• Set task: Reproduce verbatim the portion of the data that begins with the line containing "[point] every instance of the camouflage" and runs through the end of the data, both ends included. Output nothing else.

** begin Records to process **

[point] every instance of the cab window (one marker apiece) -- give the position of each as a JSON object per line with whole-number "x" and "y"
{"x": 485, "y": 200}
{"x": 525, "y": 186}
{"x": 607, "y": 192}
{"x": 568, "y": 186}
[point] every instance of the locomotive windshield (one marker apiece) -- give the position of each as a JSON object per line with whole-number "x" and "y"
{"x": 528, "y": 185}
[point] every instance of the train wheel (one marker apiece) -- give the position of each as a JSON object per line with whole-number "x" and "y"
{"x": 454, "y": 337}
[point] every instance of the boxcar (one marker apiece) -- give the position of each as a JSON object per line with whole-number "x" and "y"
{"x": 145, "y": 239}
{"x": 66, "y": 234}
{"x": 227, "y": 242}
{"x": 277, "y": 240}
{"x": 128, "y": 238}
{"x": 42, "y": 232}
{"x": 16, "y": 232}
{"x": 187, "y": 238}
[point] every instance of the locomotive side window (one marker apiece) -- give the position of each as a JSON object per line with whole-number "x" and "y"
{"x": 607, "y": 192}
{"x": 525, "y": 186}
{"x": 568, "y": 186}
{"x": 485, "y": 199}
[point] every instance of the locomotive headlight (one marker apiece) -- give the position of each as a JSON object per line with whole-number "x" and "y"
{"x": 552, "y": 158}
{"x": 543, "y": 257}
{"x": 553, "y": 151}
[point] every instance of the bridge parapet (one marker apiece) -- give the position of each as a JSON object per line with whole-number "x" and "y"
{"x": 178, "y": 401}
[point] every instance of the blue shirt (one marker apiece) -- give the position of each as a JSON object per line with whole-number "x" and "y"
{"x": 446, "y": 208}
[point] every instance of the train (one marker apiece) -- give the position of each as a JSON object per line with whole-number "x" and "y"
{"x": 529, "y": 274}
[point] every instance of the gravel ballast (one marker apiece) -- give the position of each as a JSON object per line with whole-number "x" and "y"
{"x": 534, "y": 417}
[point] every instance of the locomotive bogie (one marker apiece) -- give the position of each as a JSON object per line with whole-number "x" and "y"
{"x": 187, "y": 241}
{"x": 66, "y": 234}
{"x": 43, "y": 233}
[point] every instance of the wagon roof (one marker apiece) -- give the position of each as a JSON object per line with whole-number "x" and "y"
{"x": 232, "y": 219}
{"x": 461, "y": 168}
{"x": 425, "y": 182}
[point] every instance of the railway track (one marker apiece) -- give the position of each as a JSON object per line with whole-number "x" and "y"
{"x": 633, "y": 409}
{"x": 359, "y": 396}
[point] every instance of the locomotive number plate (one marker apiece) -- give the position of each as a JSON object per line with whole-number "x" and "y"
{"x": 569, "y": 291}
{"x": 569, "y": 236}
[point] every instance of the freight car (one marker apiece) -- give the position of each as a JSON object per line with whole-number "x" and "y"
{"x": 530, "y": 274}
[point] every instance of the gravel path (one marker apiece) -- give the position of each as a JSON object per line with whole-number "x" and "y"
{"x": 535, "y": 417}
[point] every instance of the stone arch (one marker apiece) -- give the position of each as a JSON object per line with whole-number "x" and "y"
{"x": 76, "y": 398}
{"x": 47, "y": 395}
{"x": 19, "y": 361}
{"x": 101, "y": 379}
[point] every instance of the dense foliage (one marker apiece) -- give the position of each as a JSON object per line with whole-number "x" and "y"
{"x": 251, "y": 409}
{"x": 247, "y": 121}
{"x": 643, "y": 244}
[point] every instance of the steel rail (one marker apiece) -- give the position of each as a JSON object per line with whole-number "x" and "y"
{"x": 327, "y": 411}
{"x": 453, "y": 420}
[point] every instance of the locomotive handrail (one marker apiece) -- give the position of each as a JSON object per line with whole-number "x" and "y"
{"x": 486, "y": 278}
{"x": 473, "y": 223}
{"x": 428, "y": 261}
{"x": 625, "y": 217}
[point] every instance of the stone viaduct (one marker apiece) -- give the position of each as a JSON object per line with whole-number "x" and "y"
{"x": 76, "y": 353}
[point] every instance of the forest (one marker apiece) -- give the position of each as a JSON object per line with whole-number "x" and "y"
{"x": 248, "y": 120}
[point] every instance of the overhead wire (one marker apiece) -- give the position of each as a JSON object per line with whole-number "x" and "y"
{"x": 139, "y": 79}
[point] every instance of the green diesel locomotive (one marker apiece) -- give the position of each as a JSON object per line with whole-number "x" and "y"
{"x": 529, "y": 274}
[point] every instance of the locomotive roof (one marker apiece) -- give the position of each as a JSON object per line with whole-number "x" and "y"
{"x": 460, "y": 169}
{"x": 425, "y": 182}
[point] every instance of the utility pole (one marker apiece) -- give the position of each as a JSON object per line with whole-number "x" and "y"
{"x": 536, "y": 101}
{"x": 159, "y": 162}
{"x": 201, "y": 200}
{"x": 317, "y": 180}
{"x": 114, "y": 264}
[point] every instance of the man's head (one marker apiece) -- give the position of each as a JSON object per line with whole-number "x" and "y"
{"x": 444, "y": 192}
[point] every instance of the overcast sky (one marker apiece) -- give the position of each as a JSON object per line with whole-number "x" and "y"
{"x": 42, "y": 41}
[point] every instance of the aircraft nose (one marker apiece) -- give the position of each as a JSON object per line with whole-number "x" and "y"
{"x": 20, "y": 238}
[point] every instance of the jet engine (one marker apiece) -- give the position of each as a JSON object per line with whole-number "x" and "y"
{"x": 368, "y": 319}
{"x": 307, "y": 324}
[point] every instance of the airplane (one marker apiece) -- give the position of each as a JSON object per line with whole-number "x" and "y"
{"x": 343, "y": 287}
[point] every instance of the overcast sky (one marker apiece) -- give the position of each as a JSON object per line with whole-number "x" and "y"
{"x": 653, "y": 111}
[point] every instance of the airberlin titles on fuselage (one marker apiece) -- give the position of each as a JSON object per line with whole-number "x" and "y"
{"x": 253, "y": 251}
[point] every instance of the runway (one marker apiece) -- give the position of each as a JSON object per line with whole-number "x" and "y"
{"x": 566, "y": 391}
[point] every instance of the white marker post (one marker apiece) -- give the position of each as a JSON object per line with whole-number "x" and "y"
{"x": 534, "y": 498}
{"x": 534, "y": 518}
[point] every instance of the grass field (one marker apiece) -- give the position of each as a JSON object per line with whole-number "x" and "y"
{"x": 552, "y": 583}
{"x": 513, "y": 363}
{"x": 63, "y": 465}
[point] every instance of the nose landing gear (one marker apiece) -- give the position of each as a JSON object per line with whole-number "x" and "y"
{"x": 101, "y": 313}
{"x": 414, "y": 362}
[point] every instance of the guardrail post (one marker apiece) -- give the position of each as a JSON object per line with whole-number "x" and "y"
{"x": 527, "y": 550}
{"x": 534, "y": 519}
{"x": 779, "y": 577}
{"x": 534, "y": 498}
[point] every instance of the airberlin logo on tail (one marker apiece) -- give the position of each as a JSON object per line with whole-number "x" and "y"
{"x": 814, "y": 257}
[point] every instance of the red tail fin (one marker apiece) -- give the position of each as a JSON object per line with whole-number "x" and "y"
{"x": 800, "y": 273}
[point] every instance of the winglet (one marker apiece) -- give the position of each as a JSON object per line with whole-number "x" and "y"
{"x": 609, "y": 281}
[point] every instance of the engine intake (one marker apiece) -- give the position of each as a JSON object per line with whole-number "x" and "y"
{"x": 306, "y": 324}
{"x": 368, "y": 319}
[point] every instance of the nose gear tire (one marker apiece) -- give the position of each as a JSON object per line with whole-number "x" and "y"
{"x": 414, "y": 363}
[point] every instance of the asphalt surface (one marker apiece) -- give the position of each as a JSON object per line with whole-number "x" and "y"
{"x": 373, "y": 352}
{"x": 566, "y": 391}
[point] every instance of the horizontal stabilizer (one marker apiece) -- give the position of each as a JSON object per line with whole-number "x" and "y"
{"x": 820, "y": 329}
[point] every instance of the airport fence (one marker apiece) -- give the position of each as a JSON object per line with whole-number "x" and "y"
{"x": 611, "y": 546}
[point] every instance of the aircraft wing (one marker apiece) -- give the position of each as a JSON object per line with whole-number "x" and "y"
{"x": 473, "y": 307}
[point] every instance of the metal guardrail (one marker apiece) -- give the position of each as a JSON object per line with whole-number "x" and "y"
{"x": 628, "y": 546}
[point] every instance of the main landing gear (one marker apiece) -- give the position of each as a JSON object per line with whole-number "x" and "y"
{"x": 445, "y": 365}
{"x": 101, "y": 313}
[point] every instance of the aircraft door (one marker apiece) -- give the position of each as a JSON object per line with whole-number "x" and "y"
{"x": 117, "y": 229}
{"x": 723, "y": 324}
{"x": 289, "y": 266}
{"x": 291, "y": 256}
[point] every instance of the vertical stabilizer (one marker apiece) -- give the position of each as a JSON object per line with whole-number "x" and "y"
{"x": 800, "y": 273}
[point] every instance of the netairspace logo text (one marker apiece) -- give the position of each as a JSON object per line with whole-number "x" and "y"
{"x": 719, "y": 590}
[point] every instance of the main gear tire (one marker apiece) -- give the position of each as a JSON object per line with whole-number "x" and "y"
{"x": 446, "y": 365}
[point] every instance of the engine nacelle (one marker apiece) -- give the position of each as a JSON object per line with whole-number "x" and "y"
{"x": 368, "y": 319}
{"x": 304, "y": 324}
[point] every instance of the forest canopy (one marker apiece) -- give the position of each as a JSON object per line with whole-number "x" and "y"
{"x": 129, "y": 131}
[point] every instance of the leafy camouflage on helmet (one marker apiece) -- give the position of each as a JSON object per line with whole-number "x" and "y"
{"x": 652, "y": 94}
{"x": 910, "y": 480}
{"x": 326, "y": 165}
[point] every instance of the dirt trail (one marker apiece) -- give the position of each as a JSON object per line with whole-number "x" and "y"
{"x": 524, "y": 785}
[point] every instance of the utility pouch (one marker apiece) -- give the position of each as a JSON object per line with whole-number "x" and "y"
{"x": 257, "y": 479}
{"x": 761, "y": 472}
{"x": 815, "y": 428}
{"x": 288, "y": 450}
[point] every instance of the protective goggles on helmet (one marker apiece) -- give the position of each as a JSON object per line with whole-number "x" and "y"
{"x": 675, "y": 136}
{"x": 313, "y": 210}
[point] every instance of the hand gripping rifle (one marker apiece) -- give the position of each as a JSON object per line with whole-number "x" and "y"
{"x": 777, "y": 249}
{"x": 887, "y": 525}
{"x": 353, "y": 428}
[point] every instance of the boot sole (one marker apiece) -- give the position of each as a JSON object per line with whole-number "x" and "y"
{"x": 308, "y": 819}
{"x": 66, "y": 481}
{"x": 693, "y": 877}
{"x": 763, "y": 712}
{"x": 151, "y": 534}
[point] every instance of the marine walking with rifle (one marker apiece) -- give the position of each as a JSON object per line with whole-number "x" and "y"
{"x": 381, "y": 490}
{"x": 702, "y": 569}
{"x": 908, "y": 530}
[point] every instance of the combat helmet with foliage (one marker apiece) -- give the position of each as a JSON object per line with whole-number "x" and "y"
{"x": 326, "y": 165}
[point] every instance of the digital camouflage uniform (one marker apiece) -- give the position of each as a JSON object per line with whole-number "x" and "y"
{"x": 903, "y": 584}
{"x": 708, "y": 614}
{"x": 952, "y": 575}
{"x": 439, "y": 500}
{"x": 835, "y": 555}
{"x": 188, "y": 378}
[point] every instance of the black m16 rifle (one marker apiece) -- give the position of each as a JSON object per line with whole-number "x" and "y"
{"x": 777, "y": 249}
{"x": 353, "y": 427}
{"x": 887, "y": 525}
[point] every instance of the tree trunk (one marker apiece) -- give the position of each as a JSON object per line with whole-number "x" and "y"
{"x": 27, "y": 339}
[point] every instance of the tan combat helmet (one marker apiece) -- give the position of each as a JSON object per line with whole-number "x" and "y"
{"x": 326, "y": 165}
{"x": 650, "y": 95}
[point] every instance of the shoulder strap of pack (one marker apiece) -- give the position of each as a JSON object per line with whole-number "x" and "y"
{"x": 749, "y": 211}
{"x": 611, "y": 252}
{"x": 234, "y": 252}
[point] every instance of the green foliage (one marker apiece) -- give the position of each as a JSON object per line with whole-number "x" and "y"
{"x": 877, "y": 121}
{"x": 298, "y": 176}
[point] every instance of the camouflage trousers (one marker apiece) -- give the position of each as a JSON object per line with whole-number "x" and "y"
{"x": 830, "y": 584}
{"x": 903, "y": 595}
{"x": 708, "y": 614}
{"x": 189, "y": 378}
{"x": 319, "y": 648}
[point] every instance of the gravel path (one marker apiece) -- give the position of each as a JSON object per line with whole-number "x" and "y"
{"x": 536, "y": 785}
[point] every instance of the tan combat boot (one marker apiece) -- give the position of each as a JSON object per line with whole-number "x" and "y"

** end Records to process **

• Expected answer:
[point] every instance of the camouflage trousers (one marker apiece) -- give the position of each as a JSON object per line with whole-number "x" and "y"
{"x": 830, "y": 584}
{"x": 903, "y": 595}
{"x": 708, "y": 614}
{"x": 189, "y": 378}
{"x": 319, "y": 648}
[point] every instance of the gravel path (one marker apiece) -- give the position of each as a JSON object per line with whole-number "x" and "y"
{"x": 536, "y": 785}
[point] every instance of the tan combat boot (one marker apiece) -- give the position of each as a JSON object per line with whole-number "x" and "y"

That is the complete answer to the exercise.